*** Begin section ***

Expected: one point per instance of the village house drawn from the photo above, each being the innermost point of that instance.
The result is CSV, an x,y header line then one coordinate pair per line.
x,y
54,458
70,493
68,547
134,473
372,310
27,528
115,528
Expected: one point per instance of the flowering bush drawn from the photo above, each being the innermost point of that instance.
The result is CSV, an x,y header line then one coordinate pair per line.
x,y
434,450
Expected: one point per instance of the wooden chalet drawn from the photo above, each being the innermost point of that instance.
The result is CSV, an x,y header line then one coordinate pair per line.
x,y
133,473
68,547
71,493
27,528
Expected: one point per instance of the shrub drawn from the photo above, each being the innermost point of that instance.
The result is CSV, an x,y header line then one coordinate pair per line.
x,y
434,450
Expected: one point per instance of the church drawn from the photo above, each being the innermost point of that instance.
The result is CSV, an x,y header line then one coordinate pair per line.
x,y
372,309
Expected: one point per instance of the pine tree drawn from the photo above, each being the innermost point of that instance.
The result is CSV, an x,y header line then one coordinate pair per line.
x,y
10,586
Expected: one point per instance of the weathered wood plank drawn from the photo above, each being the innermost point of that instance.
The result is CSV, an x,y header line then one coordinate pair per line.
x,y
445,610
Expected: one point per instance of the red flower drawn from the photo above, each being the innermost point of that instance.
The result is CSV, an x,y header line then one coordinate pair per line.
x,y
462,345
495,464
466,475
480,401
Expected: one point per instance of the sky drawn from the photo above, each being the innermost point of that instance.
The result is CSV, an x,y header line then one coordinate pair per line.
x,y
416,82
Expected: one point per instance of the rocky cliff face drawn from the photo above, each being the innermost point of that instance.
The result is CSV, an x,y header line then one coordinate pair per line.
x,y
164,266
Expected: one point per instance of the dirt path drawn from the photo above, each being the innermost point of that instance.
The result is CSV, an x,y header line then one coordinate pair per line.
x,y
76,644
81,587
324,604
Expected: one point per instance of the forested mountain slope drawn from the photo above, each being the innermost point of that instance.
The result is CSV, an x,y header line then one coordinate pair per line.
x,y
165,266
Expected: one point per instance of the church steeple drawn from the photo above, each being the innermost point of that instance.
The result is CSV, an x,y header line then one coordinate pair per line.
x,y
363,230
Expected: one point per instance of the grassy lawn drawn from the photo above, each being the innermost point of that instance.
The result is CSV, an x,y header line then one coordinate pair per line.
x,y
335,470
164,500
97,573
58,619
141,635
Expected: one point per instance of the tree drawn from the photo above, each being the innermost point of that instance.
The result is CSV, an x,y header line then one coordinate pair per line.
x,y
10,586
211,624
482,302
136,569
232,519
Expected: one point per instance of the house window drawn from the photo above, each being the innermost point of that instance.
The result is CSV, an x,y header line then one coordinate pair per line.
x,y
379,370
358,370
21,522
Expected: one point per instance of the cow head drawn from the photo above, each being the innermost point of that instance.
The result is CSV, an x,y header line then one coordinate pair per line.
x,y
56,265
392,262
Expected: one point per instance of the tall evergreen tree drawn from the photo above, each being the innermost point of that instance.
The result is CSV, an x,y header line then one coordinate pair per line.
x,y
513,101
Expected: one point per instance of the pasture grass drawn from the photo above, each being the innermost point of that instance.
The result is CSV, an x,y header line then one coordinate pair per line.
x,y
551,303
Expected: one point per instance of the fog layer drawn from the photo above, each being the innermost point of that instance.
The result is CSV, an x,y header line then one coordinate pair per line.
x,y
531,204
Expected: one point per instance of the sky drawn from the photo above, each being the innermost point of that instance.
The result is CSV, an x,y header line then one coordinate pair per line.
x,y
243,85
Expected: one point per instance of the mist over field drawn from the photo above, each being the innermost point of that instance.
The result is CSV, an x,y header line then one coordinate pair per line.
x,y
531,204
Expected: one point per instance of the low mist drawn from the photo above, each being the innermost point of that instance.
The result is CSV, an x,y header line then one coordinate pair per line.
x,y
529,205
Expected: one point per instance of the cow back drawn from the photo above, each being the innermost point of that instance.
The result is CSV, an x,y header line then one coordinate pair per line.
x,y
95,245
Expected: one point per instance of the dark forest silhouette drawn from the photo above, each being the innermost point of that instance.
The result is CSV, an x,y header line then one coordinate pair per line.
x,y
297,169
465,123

*** End section ***

Directions: Copy every line of the data above, beginning with the first and ending with the line that contains "Expected: one point per instance of the wooden", and give nothing more.

Written response:
Expected: one point per instance of the village house drawn from the photo above, each being the innermost point of that instance.
The result is CSV, an x,y header line then one coordinate pair per line.
x,y
54,458
70,493
68,547
134,473
372,310
27,528
115,528
Expected: one point per instance of the flowering bush drawn from the photo above, each being the innermost point of that instance.
The result is CSV, an x,y header line then one coordinate pair per line.
x,y
434,450
Expected: one point per instance of the wooden chalet drawn from the photo above, each being the innermost point of that instance.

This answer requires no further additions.